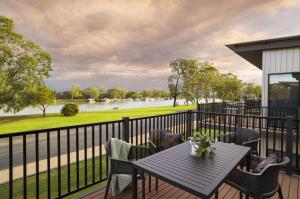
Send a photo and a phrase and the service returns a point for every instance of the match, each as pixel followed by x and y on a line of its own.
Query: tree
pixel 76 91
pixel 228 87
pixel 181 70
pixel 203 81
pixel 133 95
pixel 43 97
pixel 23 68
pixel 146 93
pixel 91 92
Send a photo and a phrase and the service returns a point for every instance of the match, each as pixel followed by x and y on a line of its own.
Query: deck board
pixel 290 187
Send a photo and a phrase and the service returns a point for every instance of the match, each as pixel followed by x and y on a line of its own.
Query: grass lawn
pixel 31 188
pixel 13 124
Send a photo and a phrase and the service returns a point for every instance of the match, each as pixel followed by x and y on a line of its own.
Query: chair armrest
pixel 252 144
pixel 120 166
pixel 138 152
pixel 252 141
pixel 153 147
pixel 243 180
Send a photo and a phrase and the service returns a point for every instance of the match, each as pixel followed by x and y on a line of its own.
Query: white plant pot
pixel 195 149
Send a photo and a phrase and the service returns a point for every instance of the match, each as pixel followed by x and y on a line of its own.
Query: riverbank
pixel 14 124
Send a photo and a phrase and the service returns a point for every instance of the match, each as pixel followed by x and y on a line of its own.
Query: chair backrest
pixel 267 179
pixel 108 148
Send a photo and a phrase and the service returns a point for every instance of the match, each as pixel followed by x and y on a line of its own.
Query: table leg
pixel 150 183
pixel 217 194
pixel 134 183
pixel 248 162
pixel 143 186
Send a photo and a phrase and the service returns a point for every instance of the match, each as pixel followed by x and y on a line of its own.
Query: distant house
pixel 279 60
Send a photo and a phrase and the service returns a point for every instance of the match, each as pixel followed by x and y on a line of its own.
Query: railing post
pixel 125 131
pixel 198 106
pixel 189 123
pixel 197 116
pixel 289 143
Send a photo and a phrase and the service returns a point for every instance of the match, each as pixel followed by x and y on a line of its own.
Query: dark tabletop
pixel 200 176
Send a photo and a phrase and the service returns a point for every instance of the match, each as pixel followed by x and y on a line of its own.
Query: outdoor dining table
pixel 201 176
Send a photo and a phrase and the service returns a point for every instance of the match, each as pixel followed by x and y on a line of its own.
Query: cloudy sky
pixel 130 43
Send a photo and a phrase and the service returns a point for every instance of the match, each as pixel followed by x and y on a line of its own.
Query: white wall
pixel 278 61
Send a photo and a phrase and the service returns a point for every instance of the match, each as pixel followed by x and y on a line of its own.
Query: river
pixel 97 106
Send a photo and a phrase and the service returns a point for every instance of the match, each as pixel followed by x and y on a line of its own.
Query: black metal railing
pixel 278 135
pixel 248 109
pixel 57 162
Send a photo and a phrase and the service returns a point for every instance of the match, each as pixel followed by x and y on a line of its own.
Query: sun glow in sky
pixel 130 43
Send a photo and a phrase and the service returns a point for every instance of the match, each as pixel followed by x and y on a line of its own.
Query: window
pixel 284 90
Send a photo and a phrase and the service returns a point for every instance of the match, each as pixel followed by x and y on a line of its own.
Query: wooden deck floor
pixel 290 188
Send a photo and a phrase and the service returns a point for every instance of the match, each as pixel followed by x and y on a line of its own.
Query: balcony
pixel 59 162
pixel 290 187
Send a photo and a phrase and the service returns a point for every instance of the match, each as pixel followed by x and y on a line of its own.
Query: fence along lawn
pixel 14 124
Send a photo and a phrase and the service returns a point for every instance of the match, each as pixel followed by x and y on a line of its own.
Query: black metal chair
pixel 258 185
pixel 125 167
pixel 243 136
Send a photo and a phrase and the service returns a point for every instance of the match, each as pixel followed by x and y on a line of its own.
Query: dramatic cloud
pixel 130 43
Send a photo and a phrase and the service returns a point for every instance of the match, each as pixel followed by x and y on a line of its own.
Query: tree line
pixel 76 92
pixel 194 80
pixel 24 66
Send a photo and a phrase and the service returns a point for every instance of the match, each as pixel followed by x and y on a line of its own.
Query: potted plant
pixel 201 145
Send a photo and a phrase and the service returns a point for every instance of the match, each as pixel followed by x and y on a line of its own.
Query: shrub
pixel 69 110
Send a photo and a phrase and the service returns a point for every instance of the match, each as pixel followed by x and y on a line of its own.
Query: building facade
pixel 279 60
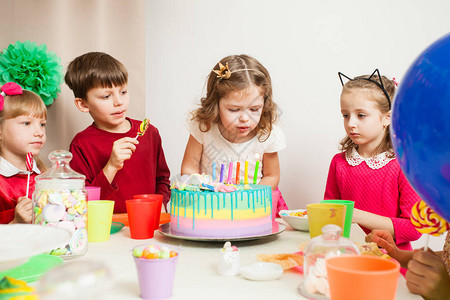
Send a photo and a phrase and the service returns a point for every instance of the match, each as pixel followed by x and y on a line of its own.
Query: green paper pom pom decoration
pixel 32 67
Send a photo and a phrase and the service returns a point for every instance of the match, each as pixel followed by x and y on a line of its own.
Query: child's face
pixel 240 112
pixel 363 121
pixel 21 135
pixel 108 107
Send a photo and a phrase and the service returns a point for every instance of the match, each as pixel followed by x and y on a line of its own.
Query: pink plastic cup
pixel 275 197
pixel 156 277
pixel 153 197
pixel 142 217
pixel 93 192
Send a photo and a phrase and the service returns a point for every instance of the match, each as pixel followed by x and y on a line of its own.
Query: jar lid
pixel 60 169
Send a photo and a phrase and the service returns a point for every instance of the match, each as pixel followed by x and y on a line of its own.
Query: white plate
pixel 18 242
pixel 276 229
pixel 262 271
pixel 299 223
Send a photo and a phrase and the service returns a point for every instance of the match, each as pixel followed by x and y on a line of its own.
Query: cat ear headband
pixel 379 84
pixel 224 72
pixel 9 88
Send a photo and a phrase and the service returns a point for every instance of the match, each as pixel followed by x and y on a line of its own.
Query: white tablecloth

+++

## [WORK REQUIRED]
Once you reach the line that holds "Query: cat ear headband", print it and every line after it through the end of the records, word for word.

## [WRITTEN RESPONSE]
Query: cat ear headband
pixel 379 84
pixel 224 72
pixel 9 88
Send a photo and a phrase and the service returns a point for every instance of the match, each as pixel followed by x and y on a line of its own.
Query: white tablecloth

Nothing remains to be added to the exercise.